Update the records from the line holding "Where can the gray" through the end of the records, inclusive, by changing "jacket" to "coat" and leaving everything else as is. Give back only those lines.

Input rows =
========================================================================

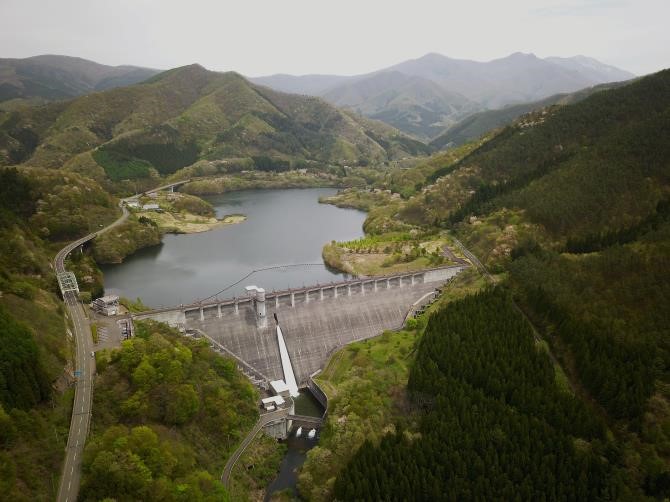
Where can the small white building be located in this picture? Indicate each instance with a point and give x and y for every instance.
(272, 403)
(279, 388)
(107, 305)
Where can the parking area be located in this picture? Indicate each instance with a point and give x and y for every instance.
(108, 332)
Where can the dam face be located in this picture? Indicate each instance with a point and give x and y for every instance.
(315, 321)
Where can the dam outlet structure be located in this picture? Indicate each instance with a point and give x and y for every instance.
(315, 320)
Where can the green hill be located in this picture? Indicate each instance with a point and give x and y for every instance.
(52, 77)
(478, 124)
(570, 210)
(187, 114)
(412, 104)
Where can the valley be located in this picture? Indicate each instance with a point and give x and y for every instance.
(466, 263)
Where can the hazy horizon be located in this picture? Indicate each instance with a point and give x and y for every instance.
(343, 39)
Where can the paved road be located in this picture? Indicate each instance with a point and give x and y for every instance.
(83, 393)
(264, 419)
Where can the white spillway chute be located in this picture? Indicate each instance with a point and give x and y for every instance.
(289, 377)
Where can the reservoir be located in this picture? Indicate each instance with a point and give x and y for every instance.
(283, 227)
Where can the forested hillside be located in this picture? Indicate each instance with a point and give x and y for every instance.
(38, 208)
(186, 114)
(168, 412)
(51, 77)
(568, 207)
(496, 425)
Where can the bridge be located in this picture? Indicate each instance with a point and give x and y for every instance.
(315, 320)
(306, 421)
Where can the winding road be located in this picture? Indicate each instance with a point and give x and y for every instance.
(83, 363)
(264, 419)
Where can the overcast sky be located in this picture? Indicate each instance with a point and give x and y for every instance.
(260, 37)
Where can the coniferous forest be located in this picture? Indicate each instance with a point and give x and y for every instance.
(496, 425)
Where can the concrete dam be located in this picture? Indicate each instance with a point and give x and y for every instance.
(315, 320)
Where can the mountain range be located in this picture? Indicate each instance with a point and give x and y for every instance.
(182, 115)
(51, 77)
(425, 96)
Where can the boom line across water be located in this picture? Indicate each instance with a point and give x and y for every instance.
(273, 267)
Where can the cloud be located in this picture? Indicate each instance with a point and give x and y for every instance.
(578, 9)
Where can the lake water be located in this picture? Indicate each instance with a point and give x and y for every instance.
(283, 227)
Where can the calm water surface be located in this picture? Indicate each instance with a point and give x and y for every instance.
(282, 227)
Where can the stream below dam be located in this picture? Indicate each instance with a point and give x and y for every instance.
(296, 454)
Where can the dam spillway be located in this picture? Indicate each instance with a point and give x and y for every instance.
(287, 368)
(315, 320)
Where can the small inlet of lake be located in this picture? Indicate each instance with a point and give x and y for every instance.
(283, 227)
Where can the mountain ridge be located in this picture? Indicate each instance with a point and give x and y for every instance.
(52, 77)
(190, 113)
(517, 78)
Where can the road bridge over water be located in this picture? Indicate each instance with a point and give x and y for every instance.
(315, 320)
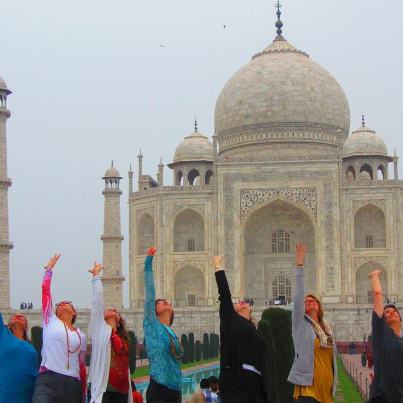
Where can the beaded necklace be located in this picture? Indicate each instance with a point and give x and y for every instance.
(68, 344)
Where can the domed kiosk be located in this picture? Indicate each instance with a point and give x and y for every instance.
(193, 160)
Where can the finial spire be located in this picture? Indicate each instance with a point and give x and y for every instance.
(279, 23)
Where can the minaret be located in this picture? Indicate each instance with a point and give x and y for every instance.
(395, 166)
(5, 183)
(160, 174)
(112, 241)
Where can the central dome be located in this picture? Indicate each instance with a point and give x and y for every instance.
(281, 95)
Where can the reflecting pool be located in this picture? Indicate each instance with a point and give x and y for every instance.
(190, 381)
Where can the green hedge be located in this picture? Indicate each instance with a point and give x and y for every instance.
(276, 329)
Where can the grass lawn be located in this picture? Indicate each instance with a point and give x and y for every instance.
(346, 390)
(143, 371)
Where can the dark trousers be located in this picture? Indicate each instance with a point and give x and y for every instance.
(114, 397)
(51, 387)
(157, 393)
(241, 387)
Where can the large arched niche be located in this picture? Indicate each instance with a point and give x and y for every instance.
(188, 232)
(369, 227)
(189, 287)
(263, 262)
(363, 283)
(145, 234)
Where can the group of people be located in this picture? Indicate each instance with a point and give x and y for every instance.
(62, 375)
(208, 393)
(26, 305)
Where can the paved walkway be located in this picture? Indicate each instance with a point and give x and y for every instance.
(360, 374)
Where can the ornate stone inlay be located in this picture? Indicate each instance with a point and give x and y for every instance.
(357, 204)
(252, 198)
(179, 207)
(313, 132)
(359, 261)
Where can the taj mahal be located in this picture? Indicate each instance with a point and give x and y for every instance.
(282, 167)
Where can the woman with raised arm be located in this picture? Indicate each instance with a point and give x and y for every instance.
(18, 361)
(62, 374)
(109, 373)
(242, 348)
(163, 347)
(387, 345)
(314, 372)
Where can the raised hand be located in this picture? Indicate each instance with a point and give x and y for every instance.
(217, 260)
(52, 262)
(300, 253)
(96, 269)
(151, 251)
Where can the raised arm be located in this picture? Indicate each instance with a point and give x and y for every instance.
(97, 308)
(377, 292)
(298, 310)
(47, 305)
(149, 304)
(226, 305)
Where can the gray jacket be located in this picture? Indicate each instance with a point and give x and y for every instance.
(304, 337)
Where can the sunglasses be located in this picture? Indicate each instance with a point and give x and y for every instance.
(65, 303)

========================================================================

Worked solution =
Where can the gray coat be located in this picture? Indicate each instance with a point and give x and y for every instance.
(304, 337)
Where can the sunglasses be located in this picture? Indicate each instance with a point and give x and y for every instance.
(65, 303)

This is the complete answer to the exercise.